Ensuite, l’informatique nous permet de faciliter les mixages et indépendamment de la composition, nous sert à la gestion de tout un projet musical de A à Z. Sur le plan de la production, elle permet d’avoir une gestion informatisée de toute la mise en oeuvre. Enfin, clans la phase de réalisation musicale, elle intervient également.

AM. Comment cela?
JMJ. Par exemple pour éditer les partitions du disque «En attendant Cousteau» (NDLR : voir le livre de partitions d’En attendant Cousteau). En effet, toutes les partitions pour Trinidad ont été faites à partir de Notator. On a effectué un tirage papier à partir de Notator grâce à l’imprimante laser, puis on a envoyé le tout par télécopie Ce qui aurait pris dix jours sans informatique, (une fois le morceau terminé, le copiste met quatre à cinq jours à le coder puis il faut quatre à cinq jours de voyage pour l’acheminer) m’a en fait pris une demi-heure!

AM. C’est le même procédé employé pour la réalisation de London Kids du disque Révolutions et le concert des Docklands?
JMJ. Exactement. Il y a deux ans, j’avais envoyé une partition à Hank Marvin qui la reçut en Australie… 14 jours plus tard! Cette année, en avril, à Trinidad, la partition étant disponible de suite après la réalisation du morceau, les musiciens de Port of Spain l’ont reçu dans la demi-heure. C’est donc un énorme gain de temps.

AM. Et sur les autres plans?
JMJ. Le ST sert également dans la phase préparatoire du concert, pour la création du story-board, pour l’étude avec des logiciels d’architecture, de la mise en place des feux d’artifice, de l’emplacement des éclairages, etc.
● ● ●
CONSIGNES »
a) Recopiez, dans l'entretien sur l'informatique musicale, tout le passage qui va de « AM. Et sur les » jusqu'à « des éclairages, etc. ».
b) Rédigez la suite de l'entretien sur l'informatique musicale, en reprenant après sa dernière phrase.

DOCUMENTS FOURNIS »
● ● ●
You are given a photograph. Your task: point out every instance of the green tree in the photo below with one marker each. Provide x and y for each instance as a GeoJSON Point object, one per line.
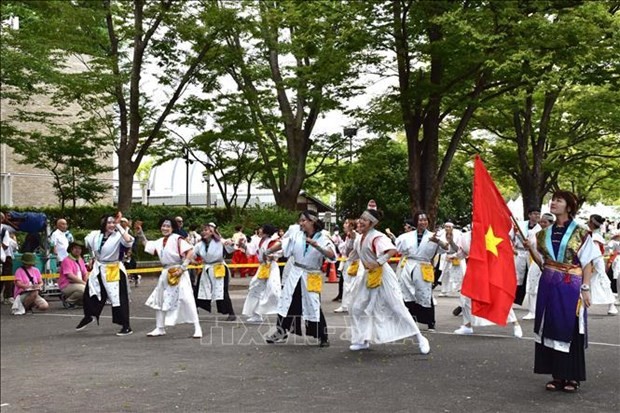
● ● ●
CORRIGÉ »
a)
AM. Et sur les autres plans?
JMJ. Le ST sert également dans la phase préparatoire du concert, pour la création du story-board, pour l’étude avec des logiciels d’architecture, de la mise en place des feux d’artifice, de l’emplacement des éclairages, etc.

b)
Sur le plan du concert lui-même, il y aura beaucoup de MEGA ST sur scène notamment avec les partitions des musiciens, l’ordinateur remplacera le «tourneur de page» et les partitions papiers. D’un bout à l’autre du concert, synchronisée sur le time code de la régie, défilera pour chaque musicien, sa partition. L’équipe de MPI nous a mis au point sur Notator, la visualisation plein écran de la partition sur les SM124 d’Atari.

AM. L’écran de 12 pouces est-il suffisant?
JMJ. La prochaine version du programme Notator nous permettra d’utiliser des écrans 19 pouces. Mais déjà ce que nous allons utiliser est un énorme progrès par rapport à ce que nous avions. Voilà donc une description rapide des différentes phases ou l’utilisation des ST intervient 

AM. Le ST a-t-il été utilisé pour la création de «En attendant Cousteau», votre dernier disque?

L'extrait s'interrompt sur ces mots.